=== GOAL OF THE EXERCISE ===
Copy out every line in the part that opens with the line containing "For this dataset, tag each instance of the raptors" and closes with the line containing "[[678, 59], [1008, 208]]". Increase each coordinate by 124 and leave all other wording unchanged.
┌──
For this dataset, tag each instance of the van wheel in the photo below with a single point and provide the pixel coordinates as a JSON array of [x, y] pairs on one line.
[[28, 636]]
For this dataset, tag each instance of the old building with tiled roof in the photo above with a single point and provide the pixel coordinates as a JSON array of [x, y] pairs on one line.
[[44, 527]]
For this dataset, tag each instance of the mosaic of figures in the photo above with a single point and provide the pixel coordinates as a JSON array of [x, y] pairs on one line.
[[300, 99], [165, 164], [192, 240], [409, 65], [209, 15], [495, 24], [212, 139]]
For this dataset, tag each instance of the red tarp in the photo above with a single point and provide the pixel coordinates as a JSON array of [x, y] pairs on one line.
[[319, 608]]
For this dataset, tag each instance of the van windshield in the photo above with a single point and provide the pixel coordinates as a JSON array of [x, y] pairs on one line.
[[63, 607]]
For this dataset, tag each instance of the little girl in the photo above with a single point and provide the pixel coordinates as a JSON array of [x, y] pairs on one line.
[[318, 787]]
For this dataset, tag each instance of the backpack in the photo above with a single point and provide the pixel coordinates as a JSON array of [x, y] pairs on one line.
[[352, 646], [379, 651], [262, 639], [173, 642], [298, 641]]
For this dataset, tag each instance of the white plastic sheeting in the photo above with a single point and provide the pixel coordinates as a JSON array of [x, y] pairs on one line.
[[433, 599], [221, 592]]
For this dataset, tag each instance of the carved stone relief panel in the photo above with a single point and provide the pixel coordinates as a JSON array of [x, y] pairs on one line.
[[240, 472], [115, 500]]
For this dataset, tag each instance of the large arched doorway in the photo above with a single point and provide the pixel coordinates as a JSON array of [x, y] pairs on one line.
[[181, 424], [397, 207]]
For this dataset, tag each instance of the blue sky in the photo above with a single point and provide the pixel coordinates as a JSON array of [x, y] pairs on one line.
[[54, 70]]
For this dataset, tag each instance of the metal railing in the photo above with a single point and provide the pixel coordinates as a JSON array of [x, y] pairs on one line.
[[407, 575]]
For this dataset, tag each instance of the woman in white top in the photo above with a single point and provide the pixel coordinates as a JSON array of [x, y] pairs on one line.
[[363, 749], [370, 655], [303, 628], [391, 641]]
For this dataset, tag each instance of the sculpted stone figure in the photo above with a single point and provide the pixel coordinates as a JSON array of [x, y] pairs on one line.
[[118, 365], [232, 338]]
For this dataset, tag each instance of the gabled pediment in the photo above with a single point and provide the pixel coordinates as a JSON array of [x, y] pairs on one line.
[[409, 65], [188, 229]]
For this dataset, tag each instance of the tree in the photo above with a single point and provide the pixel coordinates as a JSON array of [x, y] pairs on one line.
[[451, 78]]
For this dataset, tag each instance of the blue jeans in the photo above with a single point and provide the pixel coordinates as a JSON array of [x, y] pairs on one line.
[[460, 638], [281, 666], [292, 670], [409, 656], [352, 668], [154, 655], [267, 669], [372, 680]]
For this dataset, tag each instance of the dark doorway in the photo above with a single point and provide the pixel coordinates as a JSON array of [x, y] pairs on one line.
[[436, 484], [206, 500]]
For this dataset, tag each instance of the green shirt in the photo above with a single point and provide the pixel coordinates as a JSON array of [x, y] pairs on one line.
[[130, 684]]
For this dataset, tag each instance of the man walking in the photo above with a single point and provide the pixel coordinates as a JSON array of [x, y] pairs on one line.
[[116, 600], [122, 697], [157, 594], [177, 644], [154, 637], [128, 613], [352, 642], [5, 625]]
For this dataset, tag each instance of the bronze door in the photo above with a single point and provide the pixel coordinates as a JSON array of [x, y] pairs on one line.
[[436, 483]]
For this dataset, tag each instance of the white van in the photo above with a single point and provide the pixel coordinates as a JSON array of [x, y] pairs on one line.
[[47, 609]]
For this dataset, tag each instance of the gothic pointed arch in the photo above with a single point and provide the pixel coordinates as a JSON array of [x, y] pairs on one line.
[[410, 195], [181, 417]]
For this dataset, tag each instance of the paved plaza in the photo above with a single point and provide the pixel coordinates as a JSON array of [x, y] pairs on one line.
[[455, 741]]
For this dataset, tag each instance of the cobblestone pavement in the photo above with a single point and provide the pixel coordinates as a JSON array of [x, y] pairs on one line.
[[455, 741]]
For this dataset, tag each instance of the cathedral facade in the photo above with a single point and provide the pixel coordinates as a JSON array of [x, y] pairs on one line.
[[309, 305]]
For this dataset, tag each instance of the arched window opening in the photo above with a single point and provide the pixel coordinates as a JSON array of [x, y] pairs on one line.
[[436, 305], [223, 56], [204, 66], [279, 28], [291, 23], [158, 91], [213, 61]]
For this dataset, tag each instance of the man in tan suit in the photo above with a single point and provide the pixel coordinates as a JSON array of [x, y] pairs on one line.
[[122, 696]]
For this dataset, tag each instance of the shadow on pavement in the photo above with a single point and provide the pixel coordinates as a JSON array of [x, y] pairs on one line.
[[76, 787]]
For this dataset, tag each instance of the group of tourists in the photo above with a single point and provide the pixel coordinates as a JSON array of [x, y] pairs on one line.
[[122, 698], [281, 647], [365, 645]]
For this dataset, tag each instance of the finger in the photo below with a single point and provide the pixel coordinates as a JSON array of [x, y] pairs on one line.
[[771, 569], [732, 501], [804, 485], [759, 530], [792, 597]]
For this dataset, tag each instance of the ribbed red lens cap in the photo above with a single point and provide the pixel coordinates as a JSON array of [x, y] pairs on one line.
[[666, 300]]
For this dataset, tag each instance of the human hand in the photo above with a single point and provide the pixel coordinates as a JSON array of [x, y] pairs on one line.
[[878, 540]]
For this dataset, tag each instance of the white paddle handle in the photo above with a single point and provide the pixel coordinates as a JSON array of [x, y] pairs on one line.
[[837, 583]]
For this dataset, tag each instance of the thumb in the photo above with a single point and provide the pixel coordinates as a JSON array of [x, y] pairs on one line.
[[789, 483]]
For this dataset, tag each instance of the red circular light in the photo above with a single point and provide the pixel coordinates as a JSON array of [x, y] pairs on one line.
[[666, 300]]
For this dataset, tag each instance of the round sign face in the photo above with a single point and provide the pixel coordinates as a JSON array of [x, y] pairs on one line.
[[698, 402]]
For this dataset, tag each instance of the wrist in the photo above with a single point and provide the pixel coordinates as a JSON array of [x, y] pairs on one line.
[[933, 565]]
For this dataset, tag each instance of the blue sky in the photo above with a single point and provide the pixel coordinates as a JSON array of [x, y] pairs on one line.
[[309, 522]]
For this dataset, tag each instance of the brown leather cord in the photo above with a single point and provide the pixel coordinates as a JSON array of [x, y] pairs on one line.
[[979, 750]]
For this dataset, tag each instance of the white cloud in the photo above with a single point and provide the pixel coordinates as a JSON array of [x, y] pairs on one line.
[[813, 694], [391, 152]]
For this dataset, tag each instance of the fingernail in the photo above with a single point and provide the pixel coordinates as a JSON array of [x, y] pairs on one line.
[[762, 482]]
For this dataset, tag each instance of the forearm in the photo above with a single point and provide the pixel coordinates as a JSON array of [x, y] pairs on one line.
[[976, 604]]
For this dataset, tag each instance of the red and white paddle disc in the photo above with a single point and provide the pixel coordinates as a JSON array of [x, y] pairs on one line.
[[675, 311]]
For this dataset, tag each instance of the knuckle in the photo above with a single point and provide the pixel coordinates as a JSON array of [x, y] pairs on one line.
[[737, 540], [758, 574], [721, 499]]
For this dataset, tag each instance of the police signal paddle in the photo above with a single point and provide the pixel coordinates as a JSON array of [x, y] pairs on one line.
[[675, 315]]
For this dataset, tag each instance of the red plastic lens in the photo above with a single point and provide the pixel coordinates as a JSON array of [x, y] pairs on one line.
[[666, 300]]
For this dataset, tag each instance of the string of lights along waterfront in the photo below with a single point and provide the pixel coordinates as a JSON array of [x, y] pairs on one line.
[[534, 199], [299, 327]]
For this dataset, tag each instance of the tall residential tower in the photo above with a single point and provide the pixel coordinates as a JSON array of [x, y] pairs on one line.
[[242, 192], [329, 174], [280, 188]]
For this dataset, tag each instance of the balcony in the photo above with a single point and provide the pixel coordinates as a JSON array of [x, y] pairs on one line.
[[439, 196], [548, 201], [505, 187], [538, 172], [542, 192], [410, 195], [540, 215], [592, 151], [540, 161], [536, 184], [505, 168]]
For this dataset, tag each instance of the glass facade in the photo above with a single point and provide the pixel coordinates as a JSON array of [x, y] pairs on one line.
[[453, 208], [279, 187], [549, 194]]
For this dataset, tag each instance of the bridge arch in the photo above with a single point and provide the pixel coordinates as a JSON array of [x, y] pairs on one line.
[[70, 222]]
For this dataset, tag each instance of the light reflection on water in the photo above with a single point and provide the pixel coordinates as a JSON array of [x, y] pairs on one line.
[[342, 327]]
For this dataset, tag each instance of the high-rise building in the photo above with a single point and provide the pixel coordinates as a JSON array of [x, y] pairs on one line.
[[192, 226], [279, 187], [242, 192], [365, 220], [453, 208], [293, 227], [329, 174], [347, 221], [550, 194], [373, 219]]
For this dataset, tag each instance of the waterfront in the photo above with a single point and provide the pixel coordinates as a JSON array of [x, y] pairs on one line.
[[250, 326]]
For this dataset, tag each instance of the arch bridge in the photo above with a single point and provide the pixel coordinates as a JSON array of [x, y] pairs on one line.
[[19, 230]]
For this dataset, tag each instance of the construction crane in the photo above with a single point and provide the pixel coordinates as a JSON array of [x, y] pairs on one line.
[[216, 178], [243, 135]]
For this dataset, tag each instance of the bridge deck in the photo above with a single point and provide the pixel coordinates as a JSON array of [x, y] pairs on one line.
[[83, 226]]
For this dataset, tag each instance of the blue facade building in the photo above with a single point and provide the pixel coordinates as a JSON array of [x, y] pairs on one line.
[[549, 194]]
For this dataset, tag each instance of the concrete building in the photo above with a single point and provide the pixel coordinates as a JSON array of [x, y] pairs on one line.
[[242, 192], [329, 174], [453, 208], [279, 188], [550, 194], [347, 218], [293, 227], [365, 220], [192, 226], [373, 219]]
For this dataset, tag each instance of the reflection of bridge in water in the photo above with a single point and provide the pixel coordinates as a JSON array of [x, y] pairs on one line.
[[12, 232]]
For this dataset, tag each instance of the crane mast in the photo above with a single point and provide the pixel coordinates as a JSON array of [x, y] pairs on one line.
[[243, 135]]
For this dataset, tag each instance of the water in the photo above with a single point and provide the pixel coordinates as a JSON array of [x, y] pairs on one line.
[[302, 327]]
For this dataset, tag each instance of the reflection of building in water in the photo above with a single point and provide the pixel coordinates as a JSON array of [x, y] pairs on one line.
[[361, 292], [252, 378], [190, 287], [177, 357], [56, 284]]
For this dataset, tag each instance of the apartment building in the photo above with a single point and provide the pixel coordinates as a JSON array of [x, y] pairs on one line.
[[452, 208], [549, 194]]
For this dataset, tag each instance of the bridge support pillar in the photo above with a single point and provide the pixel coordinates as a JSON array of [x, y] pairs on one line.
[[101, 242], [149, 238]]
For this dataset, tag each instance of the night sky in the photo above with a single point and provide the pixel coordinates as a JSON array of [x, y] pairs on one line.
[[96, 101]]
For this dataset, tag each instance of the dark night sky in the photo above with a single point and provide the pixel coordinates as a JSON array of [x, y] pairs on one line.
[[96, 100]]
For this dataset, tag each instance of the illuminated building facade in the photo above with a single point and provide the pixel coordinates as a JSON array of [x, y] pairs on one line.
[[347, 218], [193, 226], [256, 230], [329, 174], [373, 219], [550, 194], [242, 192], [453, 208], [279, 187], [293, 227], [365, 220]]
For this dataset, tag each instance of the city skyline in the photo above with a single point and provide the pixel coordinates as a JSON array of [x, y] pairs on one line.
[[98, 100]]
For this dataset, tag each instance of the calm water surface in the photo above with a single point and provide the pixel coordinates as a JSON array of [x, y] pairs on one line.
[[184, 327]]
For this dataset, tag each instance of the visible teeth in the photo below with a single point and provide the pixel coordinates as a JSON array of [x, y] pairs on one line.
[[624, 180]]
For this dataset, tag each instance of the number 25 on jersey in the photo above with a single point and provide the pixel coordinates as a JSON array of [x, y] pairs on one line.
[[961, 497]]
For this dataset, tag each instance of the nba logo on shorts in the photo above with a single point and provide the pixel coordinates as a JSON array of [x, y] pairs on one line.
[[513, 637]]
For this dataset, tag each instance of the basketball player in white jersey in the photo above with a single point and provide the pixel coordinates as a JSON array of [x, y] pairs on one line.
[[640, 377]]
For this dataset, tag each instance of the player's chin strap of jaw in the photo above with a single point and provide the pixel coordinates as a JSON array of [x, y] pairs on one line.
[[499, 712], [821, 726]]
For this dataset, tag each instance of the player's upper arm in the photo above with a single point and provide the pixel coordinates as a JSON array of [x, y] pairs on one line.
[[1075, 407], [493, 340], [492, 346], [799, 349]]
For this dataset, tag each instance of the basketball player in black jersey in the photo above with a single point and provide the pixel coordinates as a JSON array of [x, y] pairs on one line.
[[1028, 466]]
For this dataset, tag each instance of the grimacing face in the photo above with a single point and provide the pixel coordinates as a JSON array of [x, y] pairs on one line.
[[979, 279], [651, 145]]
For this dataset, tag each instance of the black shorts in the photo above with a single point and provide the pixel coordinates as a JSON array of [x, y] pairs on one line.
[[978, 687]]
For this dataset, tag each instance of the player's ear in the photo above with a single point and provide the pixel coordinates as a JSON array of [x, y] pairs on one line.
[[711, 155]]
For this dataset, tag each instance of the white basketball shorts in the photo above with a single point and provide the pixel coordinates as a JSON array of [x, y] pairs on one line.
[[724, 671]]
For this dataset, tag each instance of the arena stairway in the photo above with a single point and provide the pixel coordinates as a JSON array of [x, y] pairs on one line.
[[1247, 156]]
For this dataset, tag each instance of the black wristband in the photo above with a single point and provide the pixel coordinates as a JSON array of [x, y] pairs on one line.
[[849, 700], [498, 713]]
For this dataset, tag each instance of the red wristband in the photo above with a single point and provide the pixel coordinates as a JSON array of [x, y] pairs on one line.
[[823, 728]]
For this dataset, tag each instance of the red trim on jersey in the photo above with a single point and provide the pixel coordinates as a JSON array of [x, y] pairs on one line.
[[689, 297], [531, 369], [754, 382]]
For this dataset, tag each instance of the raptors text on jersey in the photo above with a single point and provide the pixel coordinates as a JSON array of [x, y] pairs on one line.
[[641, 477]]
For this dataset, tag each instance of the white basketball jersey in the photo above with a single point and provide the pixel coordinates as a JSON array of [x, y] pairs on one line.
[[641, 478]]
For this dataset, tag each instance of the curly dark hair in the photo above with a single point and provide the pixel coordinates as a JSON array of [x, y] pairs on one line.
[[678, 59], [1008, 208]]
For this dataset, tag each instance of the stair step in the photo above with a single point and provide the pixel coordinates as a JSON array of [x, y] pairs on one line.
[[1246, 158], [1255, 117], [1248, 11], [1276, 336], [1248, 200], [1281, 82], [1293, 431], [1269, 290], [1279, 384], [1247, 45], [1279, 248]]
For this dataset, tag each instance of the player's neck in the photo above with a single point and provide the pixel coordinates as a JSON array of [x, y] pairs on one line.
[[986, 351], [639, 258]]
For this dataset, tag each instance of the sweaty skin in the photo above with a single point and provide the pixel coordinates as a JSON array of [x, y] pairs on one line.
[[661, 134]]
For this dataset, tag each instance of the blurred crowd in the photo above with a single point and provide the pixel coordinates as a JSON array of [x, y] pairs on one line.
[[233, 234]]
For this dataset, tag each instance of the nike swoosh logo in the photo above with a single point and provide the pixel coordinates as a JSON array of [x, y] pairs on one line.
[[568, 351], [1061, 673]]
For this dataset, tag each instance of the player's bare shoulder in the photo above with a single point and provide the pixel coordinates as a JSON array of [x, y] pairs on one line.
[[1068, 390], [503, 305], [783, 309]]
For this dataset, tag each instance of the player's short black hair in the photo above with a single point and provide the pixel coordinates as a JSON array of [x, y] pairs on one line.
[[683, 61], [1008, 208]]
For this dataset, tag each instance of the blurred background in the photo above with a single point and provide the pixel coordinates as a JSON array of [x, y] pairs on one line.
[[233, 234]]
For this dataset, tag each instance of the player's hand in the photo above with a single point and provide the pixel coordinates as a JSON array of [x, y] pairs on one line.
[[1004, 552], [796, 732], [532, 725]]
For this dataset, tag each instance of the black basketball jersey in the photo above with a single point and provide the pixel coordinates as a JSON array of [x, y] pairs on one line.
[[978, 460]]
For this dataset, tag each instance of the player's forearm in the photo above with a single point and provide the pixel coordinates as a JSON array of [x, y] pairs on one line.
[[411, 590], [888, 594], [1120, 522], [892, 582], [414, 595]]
└──
=== THE REPLY ===
For this dataset, tag each instance of the raptors text on jersey in the photo above with a single point and provide the pixel coordinates as a JSON array of [x, y] pairs on one line.
[[765, 601]]
For this dataset, tag each instance of the white basketball jersey in the photo above with a single point and provide the pixel coordinates as a JSON array of [x, y] pairs on one line.
[[765, 602]]
For this dataset, tag each instance of the curly dark hair in the photo above with a single point and provide the pixel coordinates as a JSON array of [x, y] pairs on one line.
[[802, 183], [1132, 332]]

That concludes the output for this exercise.